** Opening EXTRACTED MATERIAL block **
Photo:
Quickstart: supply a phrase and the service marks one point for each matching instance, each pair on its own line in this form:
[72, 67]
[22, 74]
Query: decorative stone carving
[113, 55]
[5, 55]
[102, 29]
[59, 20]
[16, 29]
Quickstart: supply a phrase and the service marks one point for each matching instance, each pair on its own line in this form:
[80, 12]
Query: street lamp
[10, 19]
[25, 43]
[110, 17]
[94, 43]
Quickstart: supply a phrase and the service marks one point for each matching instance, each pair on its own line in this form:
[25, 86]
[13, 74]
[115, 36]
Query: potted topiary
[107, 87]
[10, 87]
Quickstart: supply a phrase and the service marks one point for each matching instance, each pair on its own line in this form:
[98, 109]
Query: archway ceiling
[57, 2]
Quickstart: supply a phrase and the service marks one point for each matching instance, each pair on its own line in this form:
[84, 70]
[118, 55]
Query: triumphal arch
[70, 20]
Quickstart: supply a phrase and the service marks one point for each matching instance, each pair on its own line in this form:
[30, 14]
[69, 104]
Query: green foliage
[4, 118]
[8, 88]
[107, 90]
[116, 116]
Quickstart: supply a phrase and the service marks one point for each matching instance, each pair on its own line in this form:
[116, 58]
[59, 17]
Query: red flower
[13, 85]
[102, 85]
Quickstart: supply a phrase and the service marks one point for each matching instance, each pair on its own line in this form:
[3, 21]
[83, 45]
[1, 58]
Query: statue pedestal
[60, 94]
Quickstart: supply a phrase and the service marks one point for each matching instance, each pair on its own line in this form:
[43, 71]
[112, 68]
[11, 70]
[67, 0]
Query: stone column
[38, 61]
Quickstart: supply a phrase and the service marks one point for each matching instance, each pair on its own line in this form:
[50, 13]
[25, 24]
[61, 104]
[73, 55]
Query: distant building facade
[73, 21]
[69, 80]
** Closing EXTRACTED MATERIAL block **
> WORK REQUIRED: Copy out exactly the lines that begin at the one with "Query: statue pedestal" and end at the close of the material above; nothing else belongs in the answer.

> EXERCISE RESPONSE:
Query: statue pedestal
[60, 94]
Quickstart: supply a phrase and the service marks one point for each matching instance, each pair on its own line in this form:
[43, 71]
[112, 68]
[11, 70]
[67, 0]
Query: stone column
[38, 61]
Quickstart: supply a phrase and the service marks one point for each matching instance, each pair on its own line in this form:
[50, 13]
[25, 24]
[61, 104]
[73, 55]
Query: distant building facade
[73, 21]
[69, 80]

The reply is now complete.